Text provided Start Marker

Fig. 3. Abundance of Fusobacterium species in tumor/normal pairs.

Relative abundance on a log scale by 16S rRNA amplicon sequencing of each depicted Fusobacterium species in pairs of tumor (blue circle) and normal (clear circle) tissues. Bars indicate median. Of 112 individuals with CRC in the study, 108 tumor and normal pairs were available for 16S rRNA sequencing analysis. Numbers below each graph depict the number of samples out of the total in which each species was not detected by sequencing (i.e. 0% abundance). Analyzed by two-tailed Wilcoxon matched-pairs signed rank test, with p < 0.05 considered significant. See Fig. S7 for abundance of F. nucleatum as a sum of confident and ambiguous species assignments, and for F. varium abundance stratified by ethnicity.

Fig. 4. Fusobacterium nucleatum abundance by individual and tumor characteristics.

Relative abundance by 16S rRNA amplicon sequencing of Fusobacterium nucleatum in pairs of tumor (blue circle) and normal (clear circle), stratified by A sex, B age, C ethnicity, D tumor location, E tumor stage, F biofilm (BF) status, and G both biofilm status and tumor stage. Bars indicated median. Of 112 individuals with CRC in the study, 108 tumor and normal pairs were available for 16S rRNA sequencing analysis. Numbers below each graph depict the number of samples out of the total in which F. nucleatum was not detected by sequencing. Analyzed by two-tailed Wilcoxon matched-pairs signed rank test, with p < 0.05 considered significant. EO-CRC early-onset colorectal cancer. LO-CRC late-onset colorectal cancer. See Fig. S7 for abundance of F. nucleatum as a sum of confident and ambiguous species assignments, stratified by biofilm status. H Matrix of F. nucleatum and other oral biofilm organism abundances in tumor samples, analyzed by nonparametric Spearman correlation coefficient. See Fig. S8 for relative abundance of each organism in the matrix in tumor/normal pairs.

Fig. 5. Fusobacterium nucleatum subspecies animalis abundance by clade and correlated with FISH.

Text provided End Marker
Stored data Start Marker

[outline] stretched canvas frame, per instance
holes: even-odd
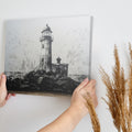
[[[6,22],[4,73],[11,92],[68,94],[91,70],[92,16]]]

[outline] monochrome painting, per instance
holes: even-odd
[[[70,95],[90,77],[91,16],[8,20],[4,25],[9,91]]]

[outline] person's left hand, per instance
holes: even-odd
[[[4,74],[0,75],[0,107],[4,106],[7,100],[15,94],[8,94],[6,86],[7,77]]]

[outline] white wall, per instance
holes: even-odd
[[[118,45],[122,59],[127,59],[127,44],[132,42],[131,12],[131,0],[0,0],[0,70],[3,72],[4,19],[86,13],[94,15],[92,78],[97,79],[97,113],[101,132],[114,132],[110,113],[101,100],[106,87],[99,78],[98,69],[101,65],[110,73],[114,44]],[[16,95],[0,109],[0,132],[35,132],[61,114],[69,101],[70,97],[65,96]],[[75,132],[91,132],[89,117],[79,123]]]

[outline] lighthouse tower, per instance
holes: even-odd
[[[41,42],[41,58],[40,58],[40,68],[42,70],[51,72],[52,70],[52,30],[46,24],[46,28],[42,31]]]

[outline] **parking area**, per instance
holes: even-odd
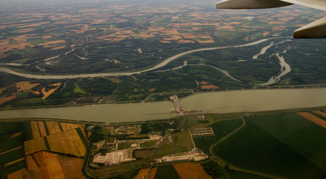
[[[205,134],[213,134],[214,132],[211,128],[191,129],[189,132],[192,136],[193,135],[201,135]]]

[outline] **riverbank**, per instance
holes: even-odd
[[[208,113],[219,114],[246,114],[326,105],[326,88],[284,89],[288,90],[251,89],[198,93],[183,98],[180,103],[187,109],[200,109]],[[105,123],[131,122],[171,117],[168,113],[174,107],[173,103],[165,101],[144,104],[13,109],[0,111],[0,118],[51,118]],[[143,115],[148,113],[157,114]],[[61,115],[54,116],[53,114]]]
[[[311,87],[312,86],[317,86],[317,87]],[[300,88],[298,88],[300,87]],[[175,91],[175,92],[168,92],[165,93],[156,93],[151,94],[147,96],[144,100],[146,103],[153,103],[157,102],[163,102],[164,101],[168,101],[171,103],[173,102],[168,100],[157,100],[154,101],[149,102],[148,101],[149,99],[151,99],[153,96],[156,95],[160,95],[162,94],[162,95],[171,95],[178,94],[182,94],[185,93],[190,94],[189,95],[180,98],[179,99],[181,100],[182,99],[186,98],[189,97],[191,96],[196,94],[208,93],[214,93],[223,92],[229,91],[237,91],[243,90],[300,90],[302,89],[316,89],[318,88],[326,88],[326,84],[308,84],[308,85],[284,85],[279,86],[273,86],[271,87],[256,87],[255,88],[246,89],[244,88],[241,88],[241,89],[222,89],[219,90],[215,90],[214,91],[199,91],[194,92],[192,91]],[[0,111],[5,111],[7,110],[13,110],[16,109],[31,109],[37,108],[53,108],[57,107],[68,107],[74,106],[96,106],[100,105],[106,105],[110,104],[129,104],[132,103],[140,103],[141,102],[139,101],[118,101],[116,102],[103,102],[101,103],[84,103],[81,104],[63,104],[60,105],[49,105],[49,106],[32,106],[28,107],[23,107],[17,108],[0,108]]]
[[[183,55],[184,55],[187,54],[193,53],[194,52],[197,52],[200,51],[203,51],[203,50],[215,50],[216,49],[225,48],[230,47],[246,47],[247,46],[250,46],[251,45],[257,45],[258,44],[260,43],[261,43],[273,39],[275,39],[280,38],[289,38],[290,37],[273,37],[273,38],[268,38],[265,39],[261,39],[255,42],[249,43],[247,44],[243,45],[237,45],[230,46],[227,47],[203,48],[198,49],[192,50],[189,50],[185,52],[181,53],[179,54],[170,57],[166,59],[165,60],[164,60],[163,61],[161,62],[160,63],[155,66],[153,67],[150,67],[150,68],[148,68],[146,69],[137,71],[122,72],[122,73],[100,73],[84,74],[75,75],[50,75],[50,74],[48,75],[33,75],[32,74],[26,74],[17,72],[16,72],[14,71],[9,69],[8,69],[8,68],[4,67],[0,68],[0,71],[5,72],[8,73],[15,75],[18,76],[24,76],[25,77],[30,78],[36,78],[37,79],[65,79],[67,78],[75,78],[80,77],[99,77],[99,76],[130,76],[130,75],[132,75],[133,74],[139,74],[141,73],[143,73],[149,71],[151,71],[159,68],[161,67],[164,66],[166,65],[169,62],[173,61],[174,60],[177,59],[177,58],[182,56],[183,56]]]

Stored data End Marker

▶ Task set
1/ According to the figure captions, how many tumor and normal pairs were available for 16S rRNA sequencing analysis?
2/ Copy the portion of the figure captions between "Relative abundance on" and "and tumor characteristics.", inclusive, with no changes.

▶ Answer list
1/ 108 tumor and normal pairs were available.

2/
Relative abundance on a log scale by 16S rRNA amplicon sequencing of each depicted Fusobacterium species in pairs of tumor (blue circle) and normal (clear circle) tissues. Bars indicate median. Of 112 individuals with CRC in the study, 108 tumor and normal pairs were available for 16S rRNA sequencing analysis. Numbers below each graph depict the number of samples out of the total in which each species was not detected by sequencing (i.e. 0% abundance). Analyzed by two-tailed Wilcoxon matched-pairs signed rank test, with p < 0.05 considered significant. See Fig. S7 for abundance of F. nucleatum as a sum of confident and ambiguous species assignments, and for F. varium abundance stratified by ethnicity.

Fig. 4. Fusobacterium nucleatum abundance by individual and tumor characteristics.